* _Work required_: Begin with the line containing "Expected output: for each instance of the hairy" and copy each line exactly through the last line of the entries, inclusive.

+++ The records +++

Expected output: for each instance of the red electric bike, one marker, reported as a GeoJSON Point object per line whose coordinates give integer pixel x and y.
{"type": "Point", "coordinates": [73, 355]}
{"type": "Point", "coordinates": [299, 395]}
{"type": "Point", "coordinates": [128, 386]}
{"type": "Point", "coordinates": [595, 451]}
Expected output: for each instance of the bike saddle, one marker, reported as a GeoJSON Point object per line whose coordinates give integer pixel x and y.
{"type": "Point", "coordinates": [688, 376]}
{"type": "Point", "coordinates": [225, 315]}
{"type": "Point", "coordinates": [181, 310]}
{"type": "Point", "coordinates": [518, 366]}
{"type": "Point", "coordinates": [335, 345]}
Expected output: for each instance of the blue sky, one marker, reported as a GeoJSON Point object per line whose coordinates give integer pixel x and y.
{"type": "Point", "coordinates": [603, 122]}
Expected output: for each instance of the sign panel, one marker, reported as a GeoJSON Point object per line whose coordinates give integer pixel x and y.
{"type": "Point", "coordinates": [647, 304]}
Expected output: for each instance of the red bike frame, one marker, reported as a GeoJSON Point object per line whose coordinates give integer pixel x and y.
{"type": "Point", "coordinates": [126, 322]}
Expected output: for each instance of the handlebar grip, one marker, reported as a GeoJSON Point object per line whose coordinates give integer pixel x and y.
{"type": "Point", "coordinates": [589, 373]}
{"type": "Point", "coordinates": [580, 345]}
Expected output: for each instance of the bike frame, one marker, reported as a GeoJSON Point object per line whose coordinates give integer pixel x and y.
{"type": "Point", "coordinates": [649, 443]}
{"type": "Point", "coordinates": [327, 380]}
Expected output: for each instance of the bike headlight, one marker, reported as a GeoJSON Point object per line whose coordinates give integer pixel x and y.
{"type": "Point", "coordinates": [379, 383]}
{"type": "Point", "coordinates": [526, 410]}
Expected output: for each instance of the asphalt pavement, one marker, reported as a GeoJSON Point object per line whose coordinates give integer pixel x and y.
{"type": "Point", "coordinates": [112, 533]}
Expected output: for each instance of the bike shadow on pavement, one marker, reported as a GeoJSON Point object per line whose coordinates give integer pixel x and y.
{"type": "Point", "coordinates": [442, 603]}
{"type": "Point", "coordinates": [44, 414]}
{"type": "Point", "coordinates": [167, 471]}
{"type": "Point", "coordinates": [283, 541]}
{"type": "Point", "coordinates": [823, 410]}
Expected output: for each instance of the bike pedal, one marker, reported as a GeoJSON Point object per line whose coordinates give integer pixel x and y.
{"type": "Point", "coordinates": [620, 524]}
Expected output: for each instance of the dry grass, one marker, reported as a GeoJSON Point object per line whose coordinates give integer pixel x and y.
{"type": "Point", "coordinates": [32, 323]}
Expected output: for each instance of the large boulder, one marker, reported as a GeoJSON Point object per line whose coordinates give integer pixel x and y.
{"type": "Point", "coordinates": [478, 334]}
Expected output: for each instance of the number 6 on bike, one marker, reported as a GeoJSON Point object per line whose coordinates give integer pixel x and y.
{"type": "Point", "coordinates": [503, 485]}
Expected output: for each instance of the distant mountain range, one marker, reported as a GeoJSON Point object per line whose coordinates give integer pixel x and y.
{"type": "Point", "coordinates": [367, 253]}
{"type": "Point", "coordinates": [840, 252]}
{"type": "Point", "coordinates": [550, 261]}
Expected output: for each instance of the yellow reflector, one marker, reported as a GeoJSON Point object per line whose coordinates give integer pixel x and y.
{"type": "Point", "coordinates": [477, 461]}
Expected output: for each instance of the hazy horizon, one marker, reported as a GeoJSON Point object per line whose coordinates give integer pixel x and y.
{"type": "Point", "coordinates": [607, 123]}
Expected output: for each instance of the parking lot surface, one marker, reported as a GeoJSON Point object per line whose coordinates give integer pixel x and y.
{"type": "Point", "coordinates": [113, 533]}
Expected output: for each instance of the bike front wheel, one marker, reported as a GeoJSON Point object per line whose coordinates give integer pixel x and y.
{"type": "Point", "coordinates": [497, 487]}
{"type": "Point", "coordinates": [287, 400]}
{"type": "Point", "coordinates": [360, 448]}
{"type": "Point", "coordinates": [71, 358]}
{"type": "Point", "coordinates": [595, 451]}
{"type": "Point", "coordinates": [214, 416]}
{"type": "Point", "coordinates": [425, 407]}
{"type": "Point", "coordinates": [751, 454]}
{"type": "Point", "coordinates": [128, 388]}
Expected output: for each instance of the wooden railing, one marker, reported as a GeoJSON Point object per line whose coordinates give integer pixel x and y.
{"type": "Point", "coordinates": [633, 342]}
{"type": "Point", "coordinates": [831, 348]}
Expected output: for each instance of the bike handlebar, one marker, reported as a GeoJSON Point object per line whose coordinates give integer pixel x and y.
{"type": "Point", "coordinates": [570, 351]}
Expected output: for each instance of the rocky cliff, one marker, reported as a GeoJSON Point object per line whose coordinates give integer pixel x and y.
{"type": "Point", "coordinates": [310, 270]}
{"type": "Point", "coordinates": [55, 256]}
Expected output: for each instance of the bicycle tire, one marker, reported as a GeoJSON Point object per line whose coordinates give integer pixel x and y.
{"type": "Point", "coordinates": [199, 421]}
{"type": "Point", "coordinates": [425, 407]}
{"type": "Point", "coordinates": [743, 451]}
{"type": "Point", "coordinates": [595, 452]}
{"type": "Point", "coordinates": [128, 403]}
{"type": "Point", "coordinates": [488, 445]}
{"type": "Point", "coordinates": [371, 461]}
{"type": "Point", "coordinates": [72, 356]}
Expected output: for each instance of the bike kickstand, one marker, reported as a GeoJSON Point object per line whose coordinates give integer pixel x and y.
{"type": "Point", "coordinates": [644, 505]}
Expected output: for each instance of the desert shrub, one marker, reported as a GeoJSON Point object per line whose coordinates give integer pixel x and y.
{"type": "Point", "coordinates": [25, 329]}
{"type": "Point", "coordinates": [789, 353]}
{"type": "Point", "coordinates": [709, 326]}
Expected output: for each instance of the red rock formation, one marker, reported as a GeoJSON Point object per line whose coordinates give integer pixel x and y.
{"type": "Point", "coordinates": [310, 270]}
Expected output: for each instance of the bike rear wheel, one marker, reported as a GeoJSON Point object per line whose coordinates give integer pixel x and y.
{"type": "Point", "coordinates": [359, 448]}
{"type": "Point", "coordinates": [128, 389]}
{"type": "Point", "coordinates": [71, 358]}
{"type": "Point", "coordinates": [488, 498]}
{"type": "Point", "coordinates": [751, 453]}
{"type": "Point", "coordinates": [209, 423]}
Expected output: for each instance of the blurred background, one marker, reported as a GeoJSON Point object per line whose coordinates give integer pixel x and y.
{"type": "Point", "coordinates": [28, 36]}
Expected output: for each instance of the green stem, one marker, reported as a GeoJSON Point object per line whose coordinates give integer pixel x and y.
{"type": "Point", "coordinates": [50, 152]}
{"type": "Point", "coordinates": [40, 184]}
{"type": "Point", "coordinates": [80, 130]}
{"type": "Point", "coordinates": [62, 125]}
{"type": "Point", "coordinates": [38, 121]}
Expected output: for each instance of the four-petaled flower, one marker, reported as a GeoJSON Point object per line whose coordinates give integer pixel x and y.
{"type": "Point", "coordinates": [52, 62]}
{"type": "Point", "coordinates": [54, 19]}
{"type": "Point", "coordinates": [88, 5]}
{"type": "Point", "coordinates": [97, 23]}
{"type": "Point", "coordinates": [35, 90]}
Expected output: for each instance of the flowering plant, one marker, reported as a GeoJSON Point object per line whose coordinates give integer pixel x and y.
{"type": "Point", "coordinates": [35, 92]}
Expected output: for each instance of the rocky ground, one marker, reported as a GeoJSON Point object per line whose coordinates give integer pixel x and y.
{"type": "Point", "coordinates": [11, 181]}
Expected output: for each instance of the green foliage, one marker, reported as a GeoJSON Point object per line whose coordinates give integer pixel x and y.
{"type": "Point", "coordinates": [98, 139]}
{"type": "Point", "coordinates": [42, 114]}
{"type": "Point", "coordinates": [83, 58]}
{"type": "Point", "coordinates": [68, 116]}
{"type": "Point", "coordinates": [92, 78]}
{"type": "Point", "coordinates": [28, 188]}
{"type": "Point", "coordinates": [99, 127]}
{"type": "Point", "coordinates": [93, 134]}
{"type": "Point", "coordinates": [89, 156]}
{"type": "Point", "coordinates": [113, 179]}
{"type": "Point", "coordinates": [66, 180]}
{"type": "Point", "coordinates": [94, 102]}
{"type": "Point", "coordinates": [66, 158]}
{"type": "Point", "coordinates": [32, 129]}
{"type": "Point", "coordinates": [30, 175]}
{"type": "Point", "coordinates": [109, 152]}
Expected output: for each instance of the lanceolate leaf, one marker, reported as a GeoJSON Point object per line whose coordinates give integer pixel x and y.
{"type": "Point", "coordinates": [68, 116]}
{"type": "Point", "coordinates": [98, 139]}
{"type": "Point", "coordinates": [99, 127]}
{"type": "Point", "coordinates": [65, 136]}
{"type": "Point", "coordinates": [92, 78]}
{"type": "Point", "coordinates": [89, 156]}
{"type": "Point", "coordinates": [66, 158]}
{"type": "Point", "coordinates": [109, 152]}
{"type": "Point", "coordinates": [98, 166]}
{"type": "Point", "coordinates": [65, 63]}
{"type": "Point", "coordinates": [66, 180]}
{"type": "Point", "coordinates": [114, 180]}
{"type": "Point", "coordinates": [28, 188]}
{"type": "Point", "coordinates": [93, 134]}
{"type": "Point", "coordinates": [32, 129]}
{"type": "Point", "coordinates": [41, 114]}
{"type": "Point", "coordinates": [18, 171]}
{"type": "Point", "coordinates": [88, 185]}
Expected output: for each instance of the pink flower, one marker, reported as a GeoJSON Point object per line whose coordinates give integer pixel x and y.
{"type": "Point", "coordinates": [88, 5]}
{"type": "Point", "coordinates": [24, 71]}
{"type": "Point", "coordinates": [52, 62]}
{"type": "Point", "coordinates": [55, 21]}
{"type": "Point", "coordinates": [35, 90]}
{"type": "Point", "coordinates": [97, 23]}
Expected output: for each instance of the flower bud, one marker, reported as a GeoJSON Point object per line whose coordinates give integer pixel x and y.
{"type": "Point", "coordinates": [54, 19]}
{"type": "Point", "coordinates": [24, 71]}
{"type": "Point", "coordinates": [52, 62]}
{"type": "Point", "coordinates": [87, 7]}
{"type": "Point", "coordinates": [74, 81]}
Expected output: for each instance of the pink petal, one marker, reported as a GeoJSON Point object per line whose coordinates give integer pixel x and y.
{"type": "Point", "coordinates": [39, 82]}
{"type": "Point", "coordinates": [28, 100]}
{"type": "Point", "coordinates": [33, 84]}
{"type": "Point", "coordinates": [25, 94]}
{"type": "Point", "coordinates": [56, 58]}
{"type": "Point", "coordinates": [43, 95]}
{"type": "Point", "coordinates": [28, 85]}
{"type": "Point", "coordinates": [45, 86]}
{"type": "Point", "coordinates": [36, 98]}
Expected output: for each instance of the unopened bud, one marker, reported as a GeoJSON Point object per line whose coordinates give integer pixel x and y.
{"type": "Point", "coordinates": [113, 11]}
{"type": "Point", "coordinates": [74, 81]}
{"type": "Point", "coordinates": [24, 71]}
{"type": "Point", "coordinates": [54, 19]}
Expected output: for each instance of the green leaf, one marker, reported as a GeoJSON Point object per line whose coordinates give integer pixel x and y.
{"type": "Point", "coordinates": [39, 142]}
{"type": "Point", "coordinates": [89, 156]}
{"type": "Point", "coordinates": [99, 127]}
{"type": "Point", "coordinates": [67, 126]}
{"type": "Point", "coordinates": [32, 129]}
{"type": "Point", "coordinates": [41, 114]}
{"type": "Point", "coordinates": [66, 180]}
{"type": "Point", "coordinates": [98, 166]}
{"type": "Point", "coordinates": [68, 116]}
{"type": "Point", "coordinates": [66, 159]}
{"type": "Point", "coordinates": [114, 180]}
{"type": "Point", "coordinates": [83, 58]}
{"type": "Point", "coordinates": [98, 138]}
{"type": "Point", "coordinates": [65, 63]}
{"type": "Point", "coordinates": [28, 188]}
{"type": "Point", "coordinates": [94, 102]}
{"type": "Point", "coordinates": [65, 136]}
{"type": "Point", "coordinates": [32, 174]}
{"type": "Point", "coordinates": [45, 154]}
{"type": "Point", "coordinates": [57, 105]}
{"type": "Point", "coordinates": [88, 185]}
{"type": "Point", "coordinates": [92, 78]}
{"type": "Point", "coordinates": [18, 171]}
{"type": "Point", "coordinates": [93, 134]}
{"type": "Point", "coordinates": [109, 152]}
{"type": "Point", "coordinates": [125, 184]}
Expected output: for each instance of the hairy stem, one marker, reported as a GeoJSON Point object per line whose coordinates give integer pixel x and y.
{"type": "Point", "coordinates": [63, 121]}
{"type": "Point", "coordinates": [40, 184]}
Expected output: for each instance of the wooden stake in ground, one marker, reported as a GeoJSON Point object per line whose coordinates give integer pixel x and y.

+++

* _Solution below_:
Expected output: for each instance of the hairy stem, one marker, reported as a GeoJSON Point object per line whose coordinates give integer pixel x and y.
{"type": "Point", "coordinates": [63, 121]}
{"type": "Point", "coordinates": [40, 184]}
Expected output: for each instance of the wooden stake in ground, one marker, reported as a GeoJSON Point object per line whose coordinates give integer pixel x and y.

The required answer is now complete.